# [Exercise inputs]
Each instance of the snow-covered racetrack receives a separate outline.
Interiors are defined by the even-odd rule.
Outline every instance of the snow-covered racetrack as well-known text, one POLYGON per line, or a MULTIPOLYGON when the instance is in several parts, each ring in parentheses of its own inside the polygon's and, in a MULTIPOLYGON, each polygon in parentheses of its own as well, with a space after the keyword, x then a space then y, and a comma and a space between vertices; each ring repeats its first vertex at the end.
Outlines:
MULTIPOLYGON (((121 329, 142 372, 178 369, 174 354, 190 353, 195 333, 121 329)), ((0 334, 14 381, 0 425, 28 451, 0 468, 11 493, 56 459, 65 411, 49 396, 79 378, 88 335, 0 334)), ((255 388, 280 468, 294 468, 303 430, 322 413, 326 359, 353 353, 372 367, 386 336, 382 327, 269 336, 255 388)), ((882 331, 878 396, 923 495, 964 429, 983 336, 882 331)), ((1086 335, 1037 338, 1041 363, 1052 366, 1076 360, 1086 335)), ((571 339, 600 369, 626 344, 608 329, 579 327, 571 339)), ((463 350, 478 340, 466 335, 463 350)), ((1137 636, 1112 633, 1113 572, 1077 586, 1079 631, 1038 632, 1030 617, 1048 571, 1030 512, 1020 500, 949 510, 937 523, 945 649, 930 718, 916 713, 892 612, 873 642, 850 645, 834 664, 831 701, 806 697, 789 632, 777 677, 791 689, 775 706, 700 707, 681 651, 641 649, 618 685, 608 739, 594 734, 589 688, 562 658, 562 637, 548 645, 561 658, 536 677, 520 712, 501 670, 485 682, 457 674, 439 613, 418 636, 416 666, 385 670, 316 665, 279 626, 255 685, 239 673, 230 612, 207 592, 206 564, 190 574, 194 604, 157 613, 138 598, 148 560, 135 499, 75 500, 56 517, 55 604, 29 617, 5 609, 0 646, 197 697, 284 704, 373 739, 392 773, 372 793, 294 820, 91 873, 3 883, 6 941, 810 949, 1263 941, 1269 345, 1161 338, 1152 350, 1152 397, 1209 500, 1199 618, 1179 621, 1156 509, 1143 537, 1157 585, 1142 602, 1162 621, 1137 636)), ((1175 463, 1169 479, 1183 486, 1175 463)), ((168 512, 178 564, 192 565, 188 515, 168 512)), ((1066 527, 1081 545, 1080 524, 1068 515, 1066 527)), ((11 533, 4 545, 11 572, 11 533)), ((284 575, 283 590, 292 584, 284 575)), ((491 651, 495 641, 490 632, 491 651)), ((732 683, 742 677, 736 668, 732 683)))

# [The request]
Copy the records word for word, from their first line through the line that contains "Interiors are defined by the even-odd rule.", both included.

# [Exercise response]
Each instance of the snow-covered racetrack receives a separate outline.
Interiors are defined by the even-odd rule.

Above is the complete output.